- [What to do]
(A) In the passage on Cuban contradanzas, how many 19th Century Contradanzas or Danzóns did the producers find as sheet music?
(B) Please reproduce the part of the passage on Cuban contradanzas that opens with "In the 11th" and closes with "in all directions.", swapping "troubadours" for "minstrels".

>> Start Text to read

In 1996 the Rotterdam Conservatory released a CD of Cuban Contradanzas and Danzóns which quickly became for me, a longtime Cuban music enthusiast (I, II), part of my daily bread. The album was inspired by a concert by the Orquestra Típica, a folklore/ preservationist initiative, in Santiago de Cuba in 1994 which led the producers to search for sheet music of any 19th Century Contradanzas or Danzóns, of which they only found 28. The music, a precursor to both New Orleans and Afro-Cuban Jazz, introduces a slow, melancholy melody honed for full effect over centuries that becomes uptempo at the close.
The music most certainly comes from the "country dances" of Southwest France, with horns brought to what is now Haiti when Louis IV was persuaded in 1685 by his ardently Catholic mistress Françoise d'Aubigné to lift the Huguenot King Henri IV's 1598 Edict of Nantes, which had ended over 30 years of the Wars of Religion, prompting a Huguenot diaspora to far flung places in the world including what was then the colony of Saint-Domingue.
In the 11th Century, the patronage of the troubadours by Provençal nobility came when the region was loosely controlled by House of Barcelona, Catalan being more similar to the Provençal Occitan than French. Ezra Pound notes in Canto VIII how the first troubadour poetry is indebted to Arabic music from Moorish Spain. The Albigensian Crusades of the early 13th Century cut Provence off from Catalonia and caused troubadours to flee from the region in all directions.

>> End Text to read
>> Start Given records

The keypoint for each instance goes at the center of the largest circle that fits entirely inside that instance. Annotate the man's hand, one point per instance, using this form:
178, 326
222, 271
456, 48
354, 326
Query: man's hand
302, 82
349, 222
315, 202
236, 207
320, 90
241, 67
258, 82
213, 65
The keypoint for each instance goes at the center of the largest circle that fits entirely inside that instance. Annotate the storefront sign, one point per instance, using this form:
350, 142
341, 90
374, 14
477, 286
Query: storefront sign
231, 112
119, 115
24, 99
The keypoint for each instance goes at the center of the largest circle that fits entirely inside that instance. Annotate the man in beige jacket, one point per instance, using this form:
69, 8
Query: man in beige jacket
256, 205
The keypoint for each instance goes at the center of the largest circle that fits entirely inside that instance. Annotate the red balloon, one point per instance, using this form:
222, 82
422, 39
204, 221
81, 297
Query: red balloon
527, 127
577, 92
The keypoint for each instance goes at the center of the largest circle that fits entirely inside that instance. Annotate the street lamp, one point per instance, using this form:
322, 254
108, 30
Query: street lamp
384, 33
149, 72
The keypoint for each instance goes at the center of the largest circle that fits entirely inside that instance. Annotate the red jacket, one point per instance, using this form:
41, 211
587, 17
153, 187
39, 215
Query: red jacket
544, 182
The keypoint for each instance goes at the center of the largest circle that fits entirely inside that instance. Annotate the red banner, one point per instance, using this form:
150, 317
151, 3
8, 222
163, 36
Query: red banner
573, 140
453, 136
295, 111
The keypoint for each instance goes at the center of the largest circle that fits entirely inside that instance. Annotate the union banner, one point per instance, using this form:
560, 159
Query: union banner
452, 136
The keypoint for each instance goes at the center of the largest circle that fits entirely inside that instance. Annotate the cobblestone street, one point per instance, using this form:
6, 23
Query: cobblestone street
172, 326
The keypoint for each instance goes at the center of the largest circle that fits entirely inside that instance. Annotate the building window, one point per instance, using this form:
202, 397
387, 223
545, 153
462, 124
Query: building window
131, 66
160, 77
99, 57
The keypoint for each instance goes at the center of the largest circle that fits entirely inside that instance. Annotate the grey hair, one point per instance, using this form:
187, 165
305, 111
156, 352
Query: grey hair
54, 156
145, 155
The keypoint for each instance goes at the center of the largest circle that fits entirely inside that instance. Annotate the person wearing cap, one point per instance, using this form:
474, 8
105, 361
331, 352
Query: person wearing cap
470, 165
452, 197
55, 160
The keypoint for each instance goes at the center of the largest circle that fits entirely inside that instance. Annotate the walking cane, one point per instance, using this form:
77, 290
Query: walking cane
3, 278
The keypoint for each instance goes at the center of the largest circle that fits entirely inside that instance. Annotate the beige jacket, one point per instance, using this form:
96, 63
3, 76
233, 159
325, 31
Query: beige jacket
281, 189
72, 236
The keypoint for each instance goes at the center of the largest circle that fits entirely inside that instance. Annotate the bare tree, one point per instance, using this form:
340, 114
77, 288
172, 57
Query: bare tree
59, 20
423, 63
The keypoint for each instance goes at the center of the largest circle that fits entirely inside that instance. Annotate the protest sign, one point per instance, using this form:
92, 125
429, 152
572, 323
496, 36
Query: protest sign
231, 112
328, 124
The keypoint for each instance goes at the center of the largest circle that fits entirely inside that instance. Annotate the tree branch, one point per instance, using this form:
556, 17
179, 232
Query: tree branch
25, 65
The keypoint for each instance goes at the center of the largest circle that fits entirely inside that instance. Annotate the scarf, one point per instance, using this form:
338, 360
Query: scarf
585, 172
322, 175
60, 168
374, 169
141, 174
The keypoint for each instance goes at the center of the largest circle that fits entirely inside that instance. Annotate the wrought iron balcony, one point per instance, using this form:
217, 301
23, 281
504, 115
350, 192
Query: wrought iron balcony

>> End Given records

- [Solutions per task]
(A) They found only 28.

(B)
In the 11th Century, the patronage of the minstrels by Provençal nobility came when the region was loosely controlled by House of Barcelona, Catalan being more similar to the Provençal Occitan than French. Ezra Pound notes in Canto VIII how the first troubadour poetry is indebted to Arabic music from Moorish Spain. The Albigensian Crusades of the early 13th Century cut Provence off from Catalonia and caused minstrels to flee from the region in all directions.